>> begin

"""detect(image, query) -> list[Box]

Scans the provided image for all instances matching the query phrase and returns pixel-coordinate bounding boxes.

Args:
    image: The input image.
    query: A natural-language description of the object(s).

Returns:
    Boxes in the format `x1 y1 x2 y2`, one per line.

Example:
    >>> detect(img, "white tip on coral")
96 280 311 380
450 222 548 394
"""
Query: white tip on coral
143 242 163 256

>> end

_Goal:_ Revise all of the lines above so that "coral" becomes "reef" everywhere it occurs. Leave the rest unchanged.

_Correct answer:_
"""detect(image, query) -> list[Box]

Scans the provided image for all instances matching the query phrase and returns pixel-coordinate bounding boxes.

Args:
    image: The input image.
    query: A natural-language description of the object(s).

Returns:
    Boxes in the format `x1 y1 x2 y2`, one per line.

Example:
    >>> detect(img, "white tip on reef")
96 280 311 380
450 222 548 394
"""
Query: white tip on reef
143 242 163 256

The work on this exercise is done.